(Beginning of DATA EXTRACT)
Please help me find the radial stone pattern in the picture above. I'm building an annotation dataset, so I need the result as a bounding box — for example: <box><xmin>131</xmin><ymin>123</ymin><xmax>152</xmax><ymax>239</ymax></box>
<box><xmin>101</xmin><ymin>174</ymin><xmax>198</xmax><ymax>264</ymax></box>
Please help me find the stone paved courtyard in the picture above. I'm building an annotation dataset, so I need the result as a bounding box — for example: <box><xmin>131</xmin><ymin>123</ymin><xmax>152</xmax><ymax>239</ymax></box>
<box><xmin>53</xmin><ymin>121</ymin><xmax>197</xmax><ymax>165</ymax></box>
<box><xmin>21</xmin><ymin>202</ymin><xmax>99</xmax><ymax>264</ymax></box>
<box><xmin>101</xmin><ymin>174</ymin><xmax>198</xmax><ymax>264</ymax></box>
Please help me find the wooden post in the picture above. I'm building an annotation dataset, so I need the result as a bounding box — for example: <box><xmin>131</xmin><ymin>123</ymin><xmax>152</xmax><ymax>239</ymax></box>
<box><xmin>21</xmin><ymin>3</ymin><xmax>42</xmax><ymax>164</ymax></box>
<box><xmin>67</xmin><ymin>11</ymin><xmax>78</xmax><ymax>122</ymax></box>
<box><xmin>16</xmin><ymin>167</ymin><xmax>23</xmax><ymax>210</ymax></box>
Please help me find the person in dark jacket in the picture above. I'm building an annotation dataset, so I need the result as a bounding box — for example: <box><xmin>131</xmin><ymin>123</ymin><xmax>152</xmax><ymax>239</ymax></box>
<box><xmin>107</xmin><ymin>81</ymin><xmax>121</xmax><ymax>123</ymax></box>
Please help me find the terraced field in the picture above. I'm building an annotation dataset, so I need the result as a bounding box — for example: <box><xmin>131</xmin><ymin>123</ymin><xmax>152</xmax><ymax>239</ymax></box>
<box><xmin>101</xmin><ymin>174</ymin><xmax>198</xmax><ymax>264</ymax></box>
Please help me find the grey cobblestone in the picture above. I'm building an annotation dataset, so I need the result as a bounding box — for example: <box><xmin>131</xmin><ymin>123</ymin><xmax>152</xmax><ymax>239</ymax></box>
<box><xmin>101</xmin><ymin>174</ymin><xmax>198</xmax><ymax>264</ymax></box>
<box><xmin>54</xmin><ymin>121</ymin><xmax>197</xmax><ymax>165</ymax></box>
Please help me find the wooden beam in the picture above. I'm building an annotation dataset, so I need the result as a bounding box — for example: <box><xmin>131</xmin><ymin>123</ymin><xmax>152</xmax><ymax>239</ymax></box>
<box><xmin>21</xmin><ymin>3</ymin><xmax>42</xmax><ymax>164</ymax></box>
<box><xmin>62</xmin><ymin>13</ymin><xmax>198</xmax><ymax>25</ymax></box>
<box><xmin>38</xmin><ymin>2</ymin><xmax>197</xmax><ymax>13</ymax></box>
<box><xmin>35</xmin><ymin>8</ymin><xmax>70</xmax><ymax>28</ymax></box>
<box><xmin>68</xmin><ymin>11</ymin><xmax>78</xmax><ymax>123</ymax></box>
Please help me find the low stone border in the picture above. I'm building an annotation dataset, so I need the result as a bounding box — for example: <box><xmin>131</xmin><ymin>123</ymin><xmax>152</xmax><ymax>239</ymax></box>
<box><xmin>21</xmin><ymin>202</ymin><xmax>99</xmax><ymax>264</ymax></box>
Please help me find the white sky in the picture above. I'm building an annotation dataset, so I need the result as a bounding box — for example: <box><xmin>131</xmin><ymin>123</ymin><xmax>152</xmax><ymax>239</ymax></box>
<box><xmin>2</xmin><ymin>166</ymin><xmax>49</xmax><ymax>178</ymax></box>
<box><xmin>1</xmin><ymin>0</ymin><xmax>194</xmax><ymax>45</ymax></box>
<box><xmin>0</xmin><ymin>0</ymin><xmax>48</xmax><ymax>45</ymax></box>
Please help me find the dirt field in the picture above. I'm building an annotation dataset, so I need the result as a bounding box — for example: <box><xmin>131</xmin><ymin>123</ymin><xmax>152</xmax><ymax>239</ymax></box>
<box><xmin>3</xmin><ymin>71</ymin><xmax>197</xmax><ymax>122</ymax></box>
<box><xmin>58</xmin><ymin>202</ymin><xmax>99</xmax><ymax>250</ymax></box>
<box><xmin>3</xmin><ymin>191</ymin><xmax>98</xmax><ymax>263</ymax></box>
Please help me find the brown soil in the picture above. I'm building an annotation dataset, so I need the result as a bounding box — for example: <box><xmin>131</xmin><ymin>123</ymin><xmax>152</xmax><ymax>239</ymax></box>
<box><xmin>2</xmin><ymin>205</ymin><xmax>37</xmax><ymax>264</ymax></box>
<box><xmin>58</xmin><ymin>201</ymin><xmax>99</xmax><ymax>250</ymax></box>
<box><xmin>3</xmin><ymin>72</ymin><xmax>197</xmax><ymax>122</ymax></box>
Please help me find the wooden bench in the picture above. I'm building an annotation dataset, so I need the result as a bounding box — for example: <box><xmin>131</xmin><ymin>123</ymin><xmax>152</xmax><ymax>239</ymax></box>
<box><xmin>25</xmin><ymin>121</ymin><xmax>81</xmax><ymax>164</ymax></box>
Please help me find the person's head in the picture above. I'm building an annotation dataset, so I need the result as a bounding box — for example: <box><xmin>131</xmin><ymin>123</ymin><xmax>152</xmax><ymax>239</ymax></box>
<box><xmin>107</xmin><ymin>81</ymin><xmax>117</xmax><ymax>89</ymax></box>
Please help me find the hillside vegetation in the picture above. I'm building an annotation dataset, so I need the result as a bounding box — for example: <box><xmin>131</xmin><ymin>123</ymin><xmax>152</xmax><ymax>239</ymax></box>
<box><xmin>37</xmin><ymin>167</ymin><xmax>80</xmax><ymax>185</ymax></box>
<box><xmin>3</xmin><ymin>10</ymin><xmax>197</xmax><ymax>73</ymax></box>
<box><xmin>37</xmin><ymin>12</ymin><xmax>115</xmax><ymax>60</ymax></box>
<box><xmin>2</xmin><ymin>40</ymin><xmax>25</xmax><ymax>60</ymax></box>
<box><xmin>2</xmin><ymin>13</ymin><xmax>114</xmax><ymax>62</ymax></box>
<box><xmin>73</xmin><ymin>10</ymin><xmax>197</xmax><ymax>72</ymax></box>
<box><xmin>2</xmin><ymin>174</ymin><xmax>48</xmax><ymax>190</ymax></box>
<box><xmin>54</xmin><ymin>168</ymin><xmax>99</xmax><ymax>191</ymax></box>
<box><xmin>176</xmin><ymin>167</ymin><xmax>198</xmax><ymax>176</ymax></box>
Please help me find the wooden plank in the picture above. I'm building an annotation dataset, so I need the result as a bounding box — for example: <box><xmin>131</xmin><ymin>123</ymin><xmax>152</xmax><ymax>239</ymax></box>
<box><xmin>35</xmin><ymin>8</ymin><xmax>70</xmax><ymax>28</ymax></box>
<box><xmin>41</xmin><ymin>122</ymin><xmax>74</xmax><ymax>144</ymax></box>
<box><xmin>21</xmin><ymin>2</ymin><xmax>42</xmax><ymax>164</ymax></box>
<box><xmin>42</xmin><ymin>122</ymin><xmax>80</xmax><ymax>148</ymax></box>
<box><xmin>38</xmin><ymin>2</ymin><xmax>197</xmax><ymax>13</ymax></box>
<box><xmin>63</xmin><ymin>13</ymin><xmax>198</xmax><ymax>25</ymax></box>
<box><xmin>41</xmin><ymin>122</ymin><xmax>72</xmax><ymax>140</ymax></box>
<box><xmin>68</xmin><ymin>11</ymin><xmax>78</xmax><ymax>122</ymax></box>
(End of DATA EXTRACT)
When the entries above are retyped, each line must stay exactly as it is.

Please help me find the radial stone pattern in the picture above. I'm building an annotation dataset, so I need the result as a bounding box — for example: <box><xmin>131</xmin><ymin>123</ymin><xmax>152</xmax><ymax>239</ymax></box>
<box><xmin>101</xmin><ymin>174</ymin><xmax>198</xmax><ymax>264</ymax></box>
Please help me find the stone paved courtyard in the picture above. I'm building an annotation dataset, so I need the result as a bounding box — for example: <box><xmin>131</xmin><ymin>123</ymin><xmax>152</xmax><ymax>239</ymax></box>
<box><xmin>53</xmin><ymin>121</ymin><xmax>197</xmax><ymax>165</ymax></box>
<box><xmin>21</xmin><ymin>202</ymin><xmax>99</xmax><ymax>264</ymax></box>
<box><xmin>101</xmin><ymin>174</ymin><xmax>198</xmax><ymax>264</ymax></box>
Please help me find the wooden post in the picture above. I'm building an annotation dataset, so I need the result as a bounding box — for example: <box><xmin>131</xmin><ymin>123</ymin><xmax>152</xmax><ymax>239</ymax></box>
<box><xmin>21</xmin><ymin>3</ymin><xmax>42</xmax><ymax>164</ymax></box>
<box><xmin>67</xmin><ymin>11</ymin><xmax>78</xmax><ymax>122</ymax></box>
<box><xmin>16</xmin><ymin>167</ymin><xmax>23</xmax><ymax>210</ymax></box>
Please help me find the person in dark jacket in the picture above. I'm building an annotation dataset, so I need the result as a bounding box — for example: <box><xmin>131</xmin><ymin>123</ymin><xmax>152</xmax><ymax>239</ymax></box>
<box><xmin>107</xmin><ymin>81</ymin><xmax>121</xmax><ymax>123</ymax></box>
Please help me find the terraced field in the picture above. I'm building an annotation dataset, so I need the result as a bounding box — for example: <box><xmin>131</xmin><ymin>123</ymin><xmax>152</xmax><ymax>239</ymax></box>
<box><xmin>101</xmin><ymin>174</ymin><xmax>198</xmax><ymax>264</ymax></box>
Please help me find the grey cobblestone in the picture above. I'm building an annotation dataset, so I need the result as a bounding box — for example: <box><xmin>131</xmin><ymin>123</ymin><xmax>152</xmax><ymax>239</ymax></box>
<box><xmin>101</xmin><ymin>174</ymin><xmax>198</xmax><ymax>264</ymax></box>
<box><xmin>54</xmin><ymin>121</ymin><xmax>197</xmax><ymax>165</ymax></box>
Please help me find the wooden beam in the picture above. I'm building an annotation dataset, so I need the result as a bounding box — for example: <box><xmin>131</xmin><ymin>123</ymin><xmax>152</xmax><ymax>239</ymax></box>
<box><xmin>21</xmin><ymin>3</ymin><xmax>42</xmax><ymax>164</ymax></box>
<box><xmin>62</xmin><ymin>13</ymin><xmax>198</xmax><ymax>25</ymax></box>
<box><xmin>38</xmin><ymin>2</ymin><xmax>197</xmax><ymax>13</ymax></box>
<box><xmin>35</xmin><ymin>8</ymin><xmax>70</xmax><ymax>28</ymax></box>
<box><xmin>68</xmin><ymin>11</ymin><xmax>78</xmax><ymax>123</ymax></box>
Please help me find the low stone border in the picture above. I'm building an annotation dataset, so I need the result as a bounding box — for example: <box><xmin>131</xmin><ymin>123</ymin><xmax>152</xmax><ymax>239</ymax></box>
<box><xmin>21</xmin><ymin>202</ymin><xmax>99</xmax><ymax>264</ymax></box>
Please help me find the white sky in the picture above. I'm building an annotation dataset, so I need the result as a bounding box — for example: <box><xmin>131</xmin><ymin>123</ymin><xmax>152</xmax><ymax>239</ymax></box>
<box><xmin>2</xmin><ymin>166</ymin><xmax>49</xmax><ymax>178</ymax></box>
<box><xmin>1</xmin><ymin>0</ymin><xmax>194</xmax><ymax>45</ymax></box>
<box><xmin>0</xmin><ymin>0</ymin><xmax>48</xmax><ymax>45</ymax></box>
Please help me find the dirt field in the picture above. I'm building an annotation dataset, so I need the result as a bounding box — for example: <box><xmin>131</xmin><ymin>123</ymin><xmax>152</xmax><ymax>239</ymax></box>
<box><xmin>3</xmin><ymin>71</ymin><xmax>197</xmax><ymax>122</ymax></box>
<box><xmin>58</xmin><ymin>202</ymin><xmax>99</xmax><ymax>250</ymax></box>
<box><xmin>3</xmin><ymin>191</ymin><xmax>98</xmax><ymax>263</ymax></box>
Please help me find the brown soil in the picture above. I'm building an annotation dataset, so I need the result as a bounding box — for example: <box><xmin>131</xmin><ymin>123</ymin><xmax>152</xmax><ymax>239</ymax></box>
<box><xmin>2</xmin><ymin>205</ymin><xmax>37</xmax><ymax>264</ymax></box>
<box><xmin>58</xmin><ymin>201</ymin><xmax>99</xmax><ymax>250</ymax></box>
<box><xmin>3</xmin><ymin>72</ymin><xmax>197</xmax><ymax>122</ymax></box>
Please help me find the wooden bench in the picture above. I'm building an annotation dataset, so I need the result as a bounding box — for example: <box><xmin>131</xmin><ymin>123</ymin><xmax>152</xmax><ymax>239</ymax></box>
<box><xmin>25</xmin><ymin>121</ymin><xmax>81</xmax><ymax>164</ymax></box>
Please help me find the person's head in the picture above. I'm building an annotation dataset, so I need the result as a bounding box — for example: <box><xmin>131</xmin><ymin>123</ymin><xmax>152</xmax><ymax>239</ymax></box>
<box><xmin>107</xmin><ymin>81</ymin><xmax>117</xmax><ymax>89</ymax></box>
Please help me find the hillside vegetation in the picture above. I'm building an annotation dataset, so I need the result as a bounding box — for example: <box><xmin>131</xmin><ymin>123</ymin><xmax>152</xmax><ymax>239</ymax></box>
<box><xmin>37</xmin><ymin>167</ymin><xmax>80</xmax><ymax>185</ymax></box>
<box><xmin>3</xmin><ymin>10</ymin><xmax>197</xmax><ymax>73</ymax></box>
<box><xmin>37</xmin><ymin>12</ymin><xmax>115</xmax><ymax>60</ymax></box>
<box><xmin>2</xmin><ymin>40</ymin><xmax>25</xmax><ymax>60</ymax></box>
<box><xmin>2</xmin><ymin>13</ymin><xmax>114</xmax><ymax>62</ymax></box>
<box><xmin>73</xmin><ymin>10</ymin><xmax>197</xmax><ymax>72</ymax></box>
<box><xmin>2</xmin><ymin>174</ymin><xmax>48</xmax><ymax>190</ymax></box>
<box><xmin>54</xmin><ymin>168</ymin><xmax>99</xmax><ymax>191</ymax></box>
<box><xmin>176</xmin><ymin>167</ymin><xmax>198</xmax><ymax>176</ymax></box>
Please help me find the wooden plank in the picture above. I'm building an annotation dataset, so I need the result as a bounding box — for example: <box><xmin>131</xmin><ymin>123</ymin><xmax>152</xmax><ymax>239</ymax></box>
<box><xmin>35</xmin><ymin>8</ymin><xmax>70</xmax><ymax>28</ymax></box>
<box><xmin>41</xmin><ymin>122</ymin><xmax>74</xmax><ymax>144</ymax></box>
<box><xmin>21</xmin><ymin>2</ymin><xmax>42</xmax><ymax>164</ymax></box>
<box><xmin>42</xmin><ymin>122</ymin><xmax>80</xmax><ymax>148</ymax></box>
<box><xmin>38</xmin><ymin>2</ymin><xmax>197</xmax><ymax>13</ymax></box>
<box><xmin>63</xmin><ymin>13</ymin><xmax>198</xmax><ymax>25</ymax></box>
<box><xmin>41</xmin><ymin>122</ymin><xmax>72</xmax><ymax>140</ymax></box>
<box><xmin>68</xmin><ymin>11</ymin><xmax>78</xmax><ymax>122</ymax></box>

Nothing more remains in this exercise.